+++ SUPPLIED INFORMATION

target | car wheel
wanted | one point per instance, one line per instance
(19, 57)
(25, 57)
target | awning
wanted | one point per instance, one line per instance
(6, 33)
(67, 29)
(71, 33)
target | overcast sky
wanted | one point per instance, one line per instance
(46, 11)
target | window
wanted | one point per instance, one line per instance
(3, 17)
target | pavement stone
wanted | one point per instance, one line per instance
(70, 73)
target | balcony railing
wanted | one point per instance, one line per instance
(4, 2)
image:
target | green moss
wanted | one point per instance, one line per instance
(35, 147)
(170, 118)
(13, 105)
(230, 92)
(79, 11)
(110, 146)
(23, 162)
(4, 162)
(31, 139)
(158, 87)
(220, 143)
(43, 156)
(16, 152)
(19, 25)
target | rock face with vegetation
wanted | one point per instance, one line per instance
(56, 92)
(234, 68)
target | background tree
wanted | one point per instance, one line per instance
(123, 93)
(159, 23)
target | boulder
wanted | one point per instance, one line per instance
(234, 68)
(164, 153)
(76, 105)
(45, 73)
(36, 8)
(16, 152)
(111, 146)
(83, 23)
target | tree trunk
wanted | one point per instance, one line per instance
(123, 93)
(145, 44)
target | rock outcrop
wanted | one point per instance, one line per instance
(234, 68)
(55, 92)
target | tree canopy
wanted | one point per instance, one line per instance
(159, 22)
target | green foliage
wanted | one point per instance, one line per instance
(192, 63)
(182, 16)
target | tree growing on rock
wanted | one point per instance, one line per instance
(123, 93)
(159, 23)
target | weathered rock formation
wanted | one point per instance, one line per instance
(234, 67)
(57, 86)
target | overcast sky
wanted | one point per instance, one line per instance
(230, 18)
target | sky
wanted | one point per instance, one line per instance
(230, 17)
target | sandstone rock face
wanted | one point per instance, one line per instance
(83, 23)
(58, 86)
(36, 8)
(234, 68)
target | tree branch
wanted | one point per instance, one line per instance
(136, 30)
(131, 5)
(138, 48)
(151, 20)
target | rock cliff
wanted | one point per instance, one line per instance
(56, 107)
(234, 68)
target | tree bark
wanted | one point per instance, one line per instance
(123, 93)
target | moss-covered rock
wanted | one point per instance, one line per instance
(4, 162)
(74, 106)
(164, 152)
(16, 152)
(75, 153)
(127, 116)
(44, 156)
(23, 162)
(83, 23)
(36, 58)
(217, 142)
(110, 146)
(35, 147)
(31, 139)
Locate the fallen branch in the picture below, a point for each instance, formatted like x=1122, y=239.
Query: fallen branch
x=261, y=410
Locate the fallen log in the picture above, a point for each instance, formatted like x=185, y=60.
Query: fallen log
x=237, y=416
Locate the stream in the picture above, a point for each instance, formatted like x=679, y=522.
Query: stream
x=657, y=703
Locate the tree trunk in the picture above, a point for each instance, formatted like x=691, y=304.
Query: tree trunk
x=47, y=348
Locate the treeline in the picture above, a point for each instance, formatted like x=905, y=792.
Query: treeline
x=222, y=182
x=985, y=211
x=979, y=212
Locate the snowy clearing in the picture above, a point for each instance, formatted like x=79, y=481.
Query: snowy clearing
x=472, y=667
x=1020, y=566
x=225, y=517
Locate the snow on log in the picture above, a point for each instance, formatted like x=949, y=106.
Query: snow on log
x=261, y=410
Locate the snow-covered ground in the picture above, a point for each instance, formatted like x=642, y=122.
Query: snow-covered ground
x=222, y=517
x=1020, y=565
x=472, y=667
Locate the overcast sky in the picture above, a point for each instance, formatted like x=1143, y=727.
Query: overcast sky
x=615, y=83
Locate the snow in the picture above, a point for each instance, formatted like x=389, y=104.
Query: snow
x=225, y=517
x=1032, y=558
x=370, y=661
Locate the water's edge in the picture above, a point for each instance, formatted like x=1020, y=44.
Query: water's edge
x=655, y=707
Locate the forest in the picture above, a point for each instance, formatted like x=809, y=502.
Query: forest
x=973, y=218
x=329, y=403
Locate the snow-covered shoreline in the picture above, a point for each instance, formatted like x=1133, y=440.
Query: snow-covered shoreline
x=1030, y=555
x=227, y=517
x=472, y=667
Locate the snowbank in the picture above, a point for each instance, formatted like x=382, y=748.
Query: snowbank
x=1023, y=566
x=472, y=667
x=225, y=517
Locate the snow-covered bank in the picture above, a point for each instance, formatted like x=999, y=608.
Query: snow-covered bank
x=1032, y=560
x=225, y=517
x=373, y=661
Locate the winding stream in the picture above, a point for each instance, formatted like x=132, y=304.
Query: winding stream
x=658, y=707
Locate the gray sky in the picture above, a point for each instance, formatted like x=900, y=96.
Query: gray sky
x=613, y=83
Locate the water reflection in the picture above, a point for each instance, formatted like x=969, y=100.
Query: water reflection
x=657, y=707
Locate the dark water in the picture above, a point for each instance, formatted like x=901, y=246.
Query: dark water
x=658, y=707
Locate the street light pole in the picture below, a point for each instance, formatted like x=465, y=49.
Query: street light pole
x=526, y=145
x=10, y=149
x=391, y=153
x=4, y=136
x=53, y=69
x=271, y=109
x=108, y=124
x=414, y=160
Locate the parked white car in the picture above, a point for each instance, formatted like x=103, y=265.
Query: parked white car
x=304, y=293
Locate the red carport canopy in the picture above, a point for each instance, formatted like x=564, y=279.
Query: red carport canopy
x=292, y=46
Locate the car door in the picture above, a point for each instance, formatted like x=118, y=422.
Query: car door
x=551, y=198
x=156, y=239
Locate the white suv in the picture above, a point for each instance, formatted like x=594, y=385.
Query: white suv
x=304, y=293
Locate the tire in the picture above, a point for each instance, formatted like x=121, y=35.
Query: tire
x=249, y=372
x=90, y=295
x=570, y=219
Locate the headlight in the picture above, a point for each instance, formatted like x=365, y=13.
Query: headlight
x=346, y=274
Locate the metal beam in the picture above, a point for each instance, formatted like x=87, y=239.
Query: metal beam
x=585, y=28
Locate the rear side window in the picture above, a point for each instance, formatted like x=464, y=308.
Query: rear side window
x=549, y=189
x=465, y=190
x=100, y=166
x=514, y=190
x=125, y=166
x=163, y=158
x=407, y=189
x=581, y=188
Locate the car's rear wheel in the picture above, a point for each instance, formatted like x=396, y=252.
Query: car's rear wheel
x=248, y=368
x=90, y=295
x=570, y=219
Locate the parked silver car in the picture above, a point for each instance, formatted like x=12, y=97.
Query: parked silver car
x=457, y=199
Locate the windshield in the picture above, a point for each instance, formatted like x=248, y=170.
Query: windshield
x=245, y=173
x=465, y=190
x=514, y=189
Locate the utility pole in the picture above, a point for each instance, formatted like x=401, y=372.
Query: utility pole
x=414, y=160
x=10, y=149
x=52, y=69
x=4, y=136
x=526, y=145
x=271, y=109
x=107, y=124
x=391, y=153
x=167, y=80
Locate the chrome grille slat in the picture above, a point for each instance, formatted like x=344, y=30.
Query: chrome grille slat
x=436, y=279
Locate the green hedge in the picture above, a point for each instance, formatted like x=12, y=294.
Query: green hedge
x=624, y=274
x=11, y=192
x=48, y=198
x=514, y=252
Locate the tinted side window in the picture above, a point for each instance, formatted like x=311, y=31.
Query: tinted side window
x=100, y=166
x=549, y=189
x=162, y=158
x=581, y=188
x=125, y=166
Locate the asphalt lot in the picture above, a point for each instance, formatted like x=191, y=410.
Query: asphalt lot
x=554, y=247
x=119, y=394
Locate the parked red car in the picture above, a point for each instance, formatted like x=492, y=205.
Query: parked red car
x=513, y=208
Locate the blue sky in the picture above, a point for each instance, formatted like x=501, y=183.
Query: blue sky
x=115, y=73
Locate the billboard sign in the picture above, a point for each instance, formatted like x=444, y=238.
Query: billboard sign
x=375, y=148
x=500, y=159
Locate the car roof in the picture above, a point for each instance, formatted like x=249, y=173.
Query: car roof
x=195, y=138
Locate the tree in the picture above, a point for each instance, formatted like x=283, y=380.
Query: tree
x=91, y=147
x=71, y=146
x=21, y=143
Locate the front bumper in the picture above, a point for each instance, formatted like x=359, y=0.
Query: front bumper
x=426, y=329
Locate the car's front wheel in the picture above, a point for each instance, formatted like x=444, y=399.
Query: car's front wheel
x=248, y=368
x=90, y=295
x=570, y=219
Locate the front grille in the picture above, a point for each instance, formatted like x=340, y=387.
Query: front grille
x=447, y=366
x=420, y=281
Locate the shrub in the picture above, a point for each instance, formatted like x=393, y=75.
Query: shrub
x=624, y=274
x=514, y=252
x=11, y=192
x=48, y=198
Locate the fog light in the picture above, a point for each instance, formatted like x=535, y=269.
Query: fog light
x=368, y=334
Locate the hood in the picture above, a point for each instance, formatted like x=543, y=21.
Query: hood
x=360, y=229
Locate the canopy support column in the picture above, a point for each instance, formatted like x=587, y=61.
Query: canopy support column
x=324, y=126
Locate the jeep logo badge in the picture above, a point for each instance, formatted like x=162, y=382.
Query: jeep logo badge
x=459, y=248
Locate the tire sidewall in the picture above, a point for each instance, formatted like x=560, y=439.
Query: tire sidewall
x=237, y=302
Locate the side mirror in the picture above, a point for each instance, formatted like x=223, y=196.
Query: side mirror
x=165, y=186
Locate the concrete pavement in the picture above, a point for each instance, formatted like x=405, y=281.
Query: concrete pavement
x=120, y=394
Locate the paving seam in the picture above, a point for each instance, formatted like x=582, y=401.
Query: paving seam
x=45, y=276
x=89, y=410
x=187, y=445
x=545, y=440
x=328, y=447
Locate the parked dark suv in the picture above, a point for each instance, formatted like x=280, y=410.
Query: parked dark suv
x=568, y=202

++++++

> EXERCISE AIM
When you reach the line that contains "target | green moss", stop; that line and every line before it, from the very first line of the data, should be restated word for word.

> ANSWER
target | car wheel
wanted | one point per instance, one line per instance
(19, 57)
(25, 57)
target | awning
wanted | one point per instance, one line per instance
(6, 33)
(67, 29)
(71, 33)
target | overcast sky
wanted | one point per instance, one line per instance
(46, 11)
target | window
wanted | one point per instance, one line per instance
(3, 17)
target | pavement stone
wanted | one point per instance, one line per instance
(70, 73)
target | balcony railing
wanted | one point per instance, one line per instance
(4, 2)
image:
target | green moss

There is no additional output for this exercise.